-- Begin MATERIAL PROVIDED --

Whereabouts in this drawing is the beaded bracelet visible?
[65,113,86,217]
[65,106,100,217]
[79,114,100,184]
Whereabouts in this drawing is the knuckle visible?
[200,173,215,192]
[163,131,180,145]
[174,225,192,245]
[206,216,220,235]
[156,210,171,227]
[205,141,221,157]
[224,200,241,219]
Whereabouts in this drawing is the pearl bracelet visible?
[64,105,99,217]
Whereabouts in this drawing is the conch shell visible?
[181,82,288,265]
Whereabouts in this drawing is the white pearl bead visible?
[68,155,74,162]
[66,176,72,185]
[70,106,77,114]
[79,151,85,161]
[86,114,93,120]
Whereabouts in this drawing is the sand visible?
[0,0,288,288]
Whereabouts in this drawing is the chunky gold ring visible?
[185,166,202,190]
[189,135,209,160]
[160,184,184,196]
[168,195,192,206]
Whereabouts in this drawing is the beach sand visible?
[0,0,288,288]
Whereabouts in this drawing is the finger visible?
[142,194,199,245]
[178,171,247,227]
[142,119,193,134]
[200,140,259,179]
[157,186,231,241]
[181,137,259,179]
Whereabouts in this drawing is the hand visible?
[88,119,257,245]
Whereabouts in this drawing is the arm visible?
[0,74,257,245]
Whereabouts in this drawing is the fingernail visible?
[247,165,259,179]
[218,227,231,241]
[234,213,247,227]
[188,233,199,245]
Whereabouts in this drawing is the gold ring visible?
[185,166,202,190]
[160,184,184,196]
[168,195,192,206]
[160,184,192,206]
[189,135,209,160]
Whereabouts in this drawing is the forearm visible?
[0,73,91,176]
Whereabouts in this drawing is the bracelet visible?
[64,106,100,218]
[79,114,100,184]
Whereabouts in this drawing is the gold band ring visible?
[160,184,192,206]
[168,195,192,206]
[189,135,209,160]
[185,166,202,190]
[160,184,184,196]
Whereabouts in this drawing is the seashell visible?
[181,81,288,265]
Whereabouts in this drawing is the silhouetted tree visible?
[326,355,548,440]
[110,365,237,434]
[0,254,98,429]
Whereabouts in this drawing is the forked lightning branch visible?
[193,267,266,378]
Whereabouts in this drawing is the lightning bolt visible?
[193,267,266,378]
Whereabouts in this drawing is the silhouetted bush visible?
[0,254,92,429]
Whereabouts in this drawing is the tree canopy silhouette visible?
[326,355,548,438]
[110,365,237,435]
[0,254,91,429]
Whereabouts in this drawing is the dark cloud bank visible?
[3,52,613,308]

-- End MATERIAL PROVIDED --

§ WHAT THE TASK ASKS
Copy the entire listing above word for word, without changing any line.

§ THE COMPLETED TASK
Whereabouts in this drawing is the beaded bracelet visible?
[65,113,86,217]
[65,106,100,217]
[79,114,100,184]
Whereabouts in this drawing is the knuckle visible?
[200,173,215,192]
[163,131,180,145]
[174,225,192,245]
[206,216,220,235]
[156,210,171,227]
[205,141,221,157]
[224,200,241,219]
Whereabouts in this drawing is the pearl bracelet visible?
[64,105,99,217]
Whereabouts in this drawing is the conch shell visible?
[181,82,288,265]
Whereabouts in this drawing is the white pearl bead visible?
[68,155,74,162]
[66,176,72,185]
[70,106,77,114]
[79,151,85,161]
[86,114,93,120]
Whereabouts in this drawing is the sand visible?
[0,0,288,288]
Whereabouts in this drawing is the chunky gold ring visible?
[185,166,202,190]
[189,135,209,160]
[160,184,184,196]
[168,195,192,206]
Whereabouts in this drawing is the beach sand visible?
[0,0,288,288]
Whereabouts in this drawing is the finger visible?
[142,194,199,245]
[178,171,247,227]
[142,119,193,134]
[200,140,259,179]
[157,186,231,241]
[181,137,259,179]
Whereabouts in this drawing is the hand visible?
[88,119,257,245]
Whereabouts in this drawing is the arm visible?
[0,74,257,245]
Whereabouts in this drawing is the fingernail visible?
[247,165,259,179]
[218,227,231,241]
[234,213,247,227]
[188,233,199,245]
Whereabouts in this drawing is the gold ring visible?
[185,166,202,190]
[160,184,184,196]
[168,195,192,206]
[160,184,192,206]
[189,135,209,160]
Whereabouts in this drawing is the forearm visible?
[0,73,91,176]
Whereabouts in this drawing is the bracelet visible?
[64,106,100,218]
[79,114,100,184]
Whereabouts in this drawing is the gold band ring visible?
[160,184,192,206]
[168,195,192,206]
[189,135,209,160]
[185,166,202,190]
[160,184,184,196]
Whereabouts in this drawing is the seashell visible?
[181,81,288,265]
Whereabouts in this drawing is the silhouetted tree visible?
[326,355,548,440]
[110,365,237,434]
[0,254,98,429]
Whereabouts in this drawing is the forked lightning branch visible?
[193,267,266,378]
Whereabouts in this drawing is the lightning bolt visible?
[193,267,266,378]
Whereabouts in this drawing is the silhouetted bush visible?
[0,254,92,429]
Whereabouts in this drawing is the tree canopy silhouette visible?
[326,355,548,438]
[110,365,237,435]
[0,254,91,429]
Whereabouts in this drawing is the dark cloud bank visible?
[3,52,613,308]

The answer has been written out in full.